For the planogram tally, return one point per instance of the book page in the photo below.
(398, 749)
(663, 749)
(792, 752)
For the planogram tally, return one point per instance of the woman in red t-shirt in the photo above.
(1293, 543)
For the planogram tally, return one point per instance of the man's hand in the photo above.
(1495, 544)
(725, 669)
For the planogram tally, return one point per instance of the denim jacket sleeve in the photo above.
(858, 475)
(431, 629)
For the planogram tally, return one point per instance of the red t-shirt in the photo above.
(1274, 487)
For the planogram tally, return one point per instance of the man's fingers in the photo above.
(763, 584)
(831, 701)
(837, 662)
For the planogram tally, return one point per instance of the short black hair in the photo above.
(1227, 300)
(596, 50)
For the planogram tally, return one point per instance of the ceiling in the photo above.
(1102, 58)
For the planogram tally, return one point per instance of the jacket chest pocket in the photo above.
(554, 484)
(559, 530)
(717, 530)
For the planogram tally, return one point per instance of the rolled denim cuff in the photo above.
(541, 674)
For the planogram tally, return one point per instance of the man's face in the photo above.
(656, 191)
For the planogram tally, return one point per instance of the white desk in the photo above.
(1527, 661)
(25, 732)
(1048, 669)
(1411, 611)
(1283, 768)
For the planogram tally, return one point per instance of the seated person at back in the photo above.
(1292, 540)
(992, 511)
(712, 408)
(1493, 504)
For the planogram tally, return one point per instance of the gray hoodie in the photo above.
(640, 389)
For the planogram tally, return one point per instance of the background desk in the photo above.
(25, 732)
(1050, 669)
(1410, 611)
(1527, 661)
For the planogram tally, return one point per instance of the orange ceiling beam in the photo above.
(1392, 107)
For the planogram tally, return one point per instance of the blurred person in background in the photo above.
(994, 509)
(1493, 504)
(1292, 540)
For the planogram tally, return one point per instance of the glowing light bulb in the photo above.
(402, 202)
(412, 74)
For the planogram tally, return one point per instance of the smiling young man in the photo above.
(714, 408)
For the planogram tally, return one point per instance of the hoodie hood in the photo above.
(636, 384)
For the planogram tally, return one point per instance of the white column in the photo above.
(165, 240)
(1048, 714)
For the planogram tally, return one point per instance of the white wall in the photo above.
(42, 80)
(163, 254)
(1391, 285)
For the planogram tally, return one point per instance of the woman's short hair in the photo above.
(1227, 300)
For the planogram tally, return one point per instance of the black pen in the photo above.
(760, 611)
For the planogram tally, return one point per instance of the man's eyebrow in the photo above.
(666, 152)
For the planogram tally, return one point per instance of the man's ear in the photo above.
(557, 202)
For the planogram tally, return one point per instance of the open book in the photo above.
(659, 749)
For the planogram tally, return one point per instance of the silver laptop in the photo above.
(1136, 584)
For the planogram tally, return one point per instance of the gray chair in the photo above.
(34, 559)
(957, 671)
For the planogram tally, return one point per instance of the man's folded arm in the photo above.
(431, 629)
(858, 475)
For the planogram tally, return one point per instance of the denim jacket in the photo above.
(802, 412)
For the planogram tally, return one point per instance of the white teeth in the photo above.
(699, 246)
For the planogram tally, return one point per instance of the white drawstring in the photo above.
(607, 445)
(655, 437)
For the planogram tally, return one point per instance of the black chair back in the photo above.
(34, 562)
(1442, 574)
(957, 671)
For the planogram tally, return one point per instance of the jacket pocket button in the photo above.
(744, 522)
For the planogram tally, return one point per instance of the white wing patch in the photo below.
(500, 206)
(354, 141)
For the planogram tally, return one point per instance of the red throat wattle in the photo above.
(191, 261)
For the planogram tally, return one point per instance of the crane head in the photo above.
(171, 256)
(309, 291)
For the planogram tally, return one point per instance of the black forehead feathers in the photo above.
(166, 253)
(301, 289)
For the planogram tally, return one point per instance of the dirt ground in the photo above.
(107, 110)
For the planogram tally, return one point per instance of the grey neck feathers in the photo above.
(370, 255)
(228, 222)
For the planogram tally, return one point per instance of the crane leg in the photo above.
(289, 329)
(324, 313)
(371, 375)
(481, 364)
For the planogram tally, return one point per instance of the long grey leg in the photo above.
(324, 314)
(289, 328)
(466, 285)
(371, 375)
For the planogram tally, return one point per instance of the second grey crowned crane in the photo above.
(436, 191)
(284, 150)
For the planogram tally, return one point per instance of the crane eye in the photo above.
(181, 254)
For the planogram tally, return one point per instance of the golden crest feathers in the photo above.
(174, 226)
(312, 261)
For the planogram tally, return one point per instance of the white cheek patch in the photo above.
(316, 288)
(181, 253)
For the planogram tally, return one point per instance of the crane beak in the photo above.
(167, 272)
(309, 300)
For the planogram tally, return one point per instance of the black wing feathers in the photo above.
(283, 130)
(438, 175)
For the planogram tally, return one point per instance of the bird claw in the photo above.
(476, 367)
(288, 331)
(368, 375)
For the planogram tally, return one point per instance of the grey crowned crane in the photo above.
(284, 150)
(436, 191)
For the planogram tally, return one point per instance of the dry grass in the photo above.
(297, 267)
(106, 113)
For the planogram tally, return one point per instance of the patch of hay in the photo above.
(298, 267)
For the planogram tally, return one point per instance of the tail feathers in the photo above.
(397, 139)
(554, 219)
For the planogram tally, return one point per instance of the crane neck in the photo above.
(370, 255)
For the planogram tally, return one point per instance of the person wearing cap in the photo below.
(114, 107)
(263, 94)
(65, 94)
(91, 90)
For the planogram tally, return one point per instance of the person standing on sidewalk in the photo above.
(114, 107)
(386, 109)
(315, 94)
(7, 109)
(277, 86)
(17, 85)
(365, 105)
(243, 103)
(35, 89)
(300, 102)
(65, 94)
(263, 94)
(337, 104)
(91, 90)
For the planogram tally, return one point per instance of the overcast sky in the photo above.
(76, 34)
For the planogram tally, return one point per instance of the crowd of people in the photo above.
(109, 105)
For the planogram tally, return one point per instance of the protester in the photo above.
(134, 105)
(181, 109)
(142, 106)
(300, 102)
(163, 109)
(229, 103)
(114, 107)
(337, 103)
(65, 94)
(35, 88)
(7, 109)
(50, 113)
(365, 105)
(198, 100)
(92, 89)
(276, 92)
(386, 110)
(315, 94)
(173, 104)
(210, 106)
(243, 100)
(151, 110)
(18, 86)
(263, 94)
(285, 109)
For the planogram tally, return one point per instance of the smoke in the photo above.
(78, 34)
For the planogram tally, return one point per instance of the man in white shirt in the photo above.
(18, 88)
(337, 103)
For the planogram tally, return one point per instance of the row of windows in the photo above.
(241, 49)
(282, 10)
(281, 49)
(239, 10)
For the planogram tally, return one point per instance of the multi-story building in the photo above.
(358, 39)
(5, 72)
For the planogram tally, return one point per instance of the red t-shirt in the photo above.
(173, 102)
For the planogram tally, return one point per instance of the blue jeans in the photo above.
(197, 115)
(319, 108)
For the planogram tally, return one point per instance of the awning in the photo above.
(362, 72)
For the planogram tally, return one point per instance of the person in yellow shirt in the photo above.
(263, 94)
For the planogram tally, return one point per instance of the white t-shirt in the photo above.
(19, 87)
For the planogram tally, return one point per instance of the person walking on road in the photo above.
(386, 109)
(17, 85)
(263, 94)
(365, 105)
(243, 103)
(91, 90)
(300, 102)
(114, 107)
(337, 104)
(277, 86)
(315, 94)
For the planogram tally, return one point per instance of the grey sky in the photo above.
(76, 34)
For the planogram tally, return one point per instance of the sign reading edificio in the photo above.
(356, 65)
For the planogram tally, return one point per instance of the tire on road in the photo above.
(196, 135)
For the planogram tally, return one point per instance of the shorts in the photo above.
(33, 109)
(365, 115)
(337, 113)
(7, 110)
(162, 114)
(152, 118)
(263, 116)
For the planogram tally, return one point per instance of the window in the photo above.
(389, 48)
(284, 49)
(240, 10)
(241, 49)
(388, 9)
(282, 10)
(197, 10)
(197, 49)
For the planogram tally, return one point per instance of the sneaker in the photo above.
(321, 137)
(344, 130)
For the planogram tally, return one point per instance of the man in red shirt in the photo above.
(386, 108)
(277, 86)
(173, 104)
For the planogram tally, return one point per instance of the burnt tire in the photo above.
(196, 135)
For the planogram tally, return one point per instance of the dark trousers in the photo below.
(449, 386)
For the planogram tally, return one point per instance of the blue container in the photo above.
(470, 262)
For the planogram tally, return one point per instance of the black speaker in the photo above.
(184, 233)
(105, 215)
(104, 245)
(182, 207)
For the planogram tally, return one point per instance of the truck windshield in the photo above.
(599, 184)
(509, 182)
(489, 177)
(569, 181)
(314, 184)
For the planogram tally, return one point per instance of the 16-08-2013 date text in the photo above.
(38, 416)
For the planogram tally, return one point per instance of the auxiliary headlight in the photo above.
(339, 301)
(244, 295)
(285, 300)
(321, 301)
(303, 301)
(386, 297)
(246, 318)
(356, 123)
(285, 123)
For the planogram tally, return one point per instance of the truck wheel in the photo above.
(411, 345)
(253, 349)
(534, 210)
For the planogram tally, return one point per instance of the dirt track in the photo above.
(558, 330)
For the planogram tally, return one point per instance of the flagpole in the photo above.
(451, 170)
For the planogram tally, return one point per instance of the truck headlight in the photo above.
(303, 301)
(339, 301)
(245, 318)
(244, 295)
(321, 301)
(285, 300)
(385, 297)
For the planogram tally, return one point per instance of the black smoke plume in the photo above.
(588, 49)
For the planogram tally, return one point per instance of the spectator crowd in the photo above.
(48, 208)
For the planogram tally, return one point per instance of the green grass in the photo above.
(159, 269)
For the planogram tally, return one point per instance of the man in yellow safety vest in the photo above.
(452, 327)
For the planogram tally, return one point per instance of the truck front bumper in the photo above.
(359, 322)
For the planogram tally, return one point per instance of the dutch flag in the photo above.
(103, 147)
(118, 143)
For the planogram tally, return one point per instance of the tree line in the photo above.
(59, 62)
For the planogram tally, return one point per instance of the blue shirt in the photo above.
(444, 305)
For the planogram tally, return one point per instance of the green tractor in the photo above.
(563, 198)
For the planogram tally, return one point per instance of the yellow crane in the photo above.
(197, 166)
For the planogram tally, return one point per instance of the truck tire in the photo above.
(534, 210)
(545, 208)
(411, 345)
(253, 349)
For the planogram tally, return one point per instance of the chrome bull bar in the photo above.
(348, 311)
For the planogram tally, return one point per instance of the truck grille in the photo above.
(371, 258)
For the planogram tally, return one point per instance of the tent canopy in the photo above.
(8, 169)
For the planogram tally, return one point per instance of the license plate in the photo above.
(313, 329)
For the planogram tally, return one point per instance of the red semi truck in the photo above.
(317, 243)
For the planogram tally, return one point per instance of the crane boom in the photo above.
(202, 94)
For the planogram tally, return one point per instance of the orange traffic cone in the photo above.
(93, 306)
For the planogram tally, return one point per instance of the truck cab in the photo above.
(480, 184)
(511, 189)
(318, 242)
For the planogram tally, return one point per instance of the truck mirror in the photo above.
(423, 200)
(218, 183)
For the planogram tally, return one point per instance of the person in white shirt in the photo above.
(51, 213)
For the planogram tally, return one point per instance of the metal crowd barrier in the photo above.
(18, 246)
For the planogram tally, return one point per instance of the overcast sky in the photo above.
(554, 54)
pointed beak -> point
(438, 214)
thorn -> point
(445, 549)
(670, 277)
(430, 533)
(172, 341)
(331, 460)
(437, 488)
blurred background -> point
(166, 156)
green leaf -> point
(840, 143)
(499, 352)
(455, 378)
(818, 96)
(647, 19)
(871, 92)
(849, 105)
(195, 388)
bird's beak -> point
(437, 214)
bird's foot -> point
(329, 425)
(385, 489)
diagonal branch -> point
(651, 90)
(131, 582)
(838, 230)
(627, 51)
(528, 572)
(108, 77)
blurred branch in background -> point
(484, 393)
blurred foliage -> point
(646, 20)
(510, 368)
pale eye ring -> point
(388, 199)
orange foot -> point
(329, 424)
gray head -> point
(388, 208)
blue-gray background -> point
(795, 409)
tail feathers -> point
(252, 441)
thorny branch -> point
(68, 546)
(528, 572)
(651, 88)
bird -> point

----------

**Exercise prompt**
Output the line bearing "grille in the photo above." along with all the lines after it through the end of the entries, exactly, and no other lines.

**Task result**
For the planogram tally, return one point per instance of the truck grille in the photo above.
(371, 258)
For the planogram tally, return one point per instance of the tent canopy in the photo above.
(8, 169)
For the planogram tally, return one point per instance of the license plate in the photo above.
(313, 329)
For the planogram tally, return one point per instance of the red semi truck in the photo above.
(317, 243)
For the planogram tally, return one point per instance of the crane boom in the photo above.
(202, 94)
For the planogram tally, return one point per instance of the orange traffic cone in the photo above.
(93, 306)
For the planogram tally, return one point per instance of the truck cab in the photo above.
(480, 184)
(511, 189)
(318, 242)
For the planogram tally, return one point per instance of the truck mirror in the photo above.
(423, 200)
(218, 183)
For the planogram tally, return one point per instance of the person in white shirt in the photo above.
(51, 213)
For the planogram tally, return one point per instance of the metal crowd barrier in the photo above.
(18, 246)
For the planogram tally, return one point per instance of the overcast sky in the photo above.
(554, 54)
pointed beak -> point
(438, 214)
thorn -> point
(445, 549)
(670, 277)
(430, 533)
(172, 341)
(331, 460)
(437, 488)
blurred background -> point
(166, 156)
green leaf -> point
(840, 143)
(499, 352)
(455, 378)
(818, 96)
(647, 19)
(871, 92)
(849, 105)
(195, 388)
bird's beak -> point
(437, 214)
bird's foot -> point
(329, 425)
(385, 489)
diagonal branch -> point
(651, 90)
(131, 582)
(838, 230)
(627, 51)
(528, 572)
(108, 77)
blurred branch in background -> point
(484, 393)
blurred foliage -> point
(646, 20)
(510, 368)
pale eye ring -> point
(388, 199)
orange foot -> point
(329, 424)
gray head -> point
(388, 208)
blue-gray background -> point
(795, 409)
tail feathers -> point
(252, 441)
thorny branch -> point
(68, 546)
(528, 572)
(651, 88)
bird -> point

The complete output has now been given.